*** RECORD SET ***

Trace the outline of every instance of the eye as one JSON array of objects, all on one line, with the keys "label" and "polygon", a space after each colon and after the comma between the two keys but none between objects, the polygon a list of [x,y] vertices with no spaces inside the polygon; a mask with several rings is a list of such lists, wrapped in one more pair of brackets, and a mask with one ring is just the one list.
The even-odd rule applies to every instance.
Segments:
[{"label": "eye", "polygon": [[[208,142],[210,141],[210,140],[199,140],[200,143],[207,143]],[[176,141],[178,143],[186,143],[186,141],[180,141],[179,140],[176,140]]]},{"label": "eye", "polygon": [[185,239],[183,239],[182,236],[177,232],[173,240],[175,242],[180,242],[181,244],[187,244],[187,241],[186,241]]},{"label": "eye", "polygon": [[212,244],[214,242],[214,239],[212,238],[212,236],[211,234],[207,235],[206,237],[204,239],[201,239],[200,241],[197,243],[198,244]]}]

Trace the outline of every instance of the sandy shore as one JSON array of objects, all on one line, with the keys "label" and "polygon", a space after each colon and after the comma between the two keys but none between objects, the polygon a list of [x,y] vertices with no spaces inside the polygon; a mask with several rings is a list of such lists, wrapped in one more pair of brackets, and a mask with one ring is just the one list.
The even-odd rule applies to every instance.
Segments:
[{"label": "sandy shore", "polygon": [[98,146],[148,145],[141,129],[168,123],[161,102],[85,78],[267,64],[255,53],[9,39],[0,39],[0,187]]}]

***

WRITTEN PROBLEM
Please give each line of the listing above as one JSON list of strings, one string per line, leaving out the blank lines.

OUTPUT BELOW
[
  "Trace the outline of every instance of the eye as one JSON array of objects, all on one line, with the keys \"label\" and \"polygon\", a space after each colon and after the comma between the two keys but none between objects, the polygon a list of [x,y] vertices with no spaces inside the polygon; a mask with several rings is a list of such lists, wrapped in one more pair of brackets, and a mask with one ring is just the one list.",
  "The even-odd rule applies to every instance.",
  "Segments:",
  "[{\"label\": \"eye\", \"polygon\": [[[208,142],[210,141],[210,140],[199,140],[200,143],[207,143]],[[176,141],[178,143],[186,143],[186,141],[180,141],[179,140],[176,140]]]},{\"label\": \"eye\", \"polygon\": [[185,239],[183,239],[182,236],[177,232],[173,240],[175,242],[180,242],[181,244],[187,244],[187,241],[186,241]]},{\"label\": \"eye\", \"polygon\": [[212,244],[214,242],[214,239],[212,238],[212,236],[211,234],[207,235],[206,237],[204,239],[201,239],[200,241],[197,243],[198,244]]}]",
  "Trace the outline of every instance of the sandy shore as one JSON array of objects, all on one line, with the keys \"label\" and \"polygon\", a space after each colon and after the comma between the two keys but none between objects, the polygon a list of [x,y] vertices with no spaces inside the polygon; a mask with several rings is a list of such lists, wrapped in one more pair of brackets, and a mask with one ring is just the one list.",
  "The even-odd rule applies to every instance.",
  "Segments:",
  "[{\"label\": \"sandy shore\", \"polygon\": [[98,146],[148,145],[141,129],[168,123],[161,102],[85,78],[267,64],[255,53],[9,39],[0,39],[0,187]]}]"
]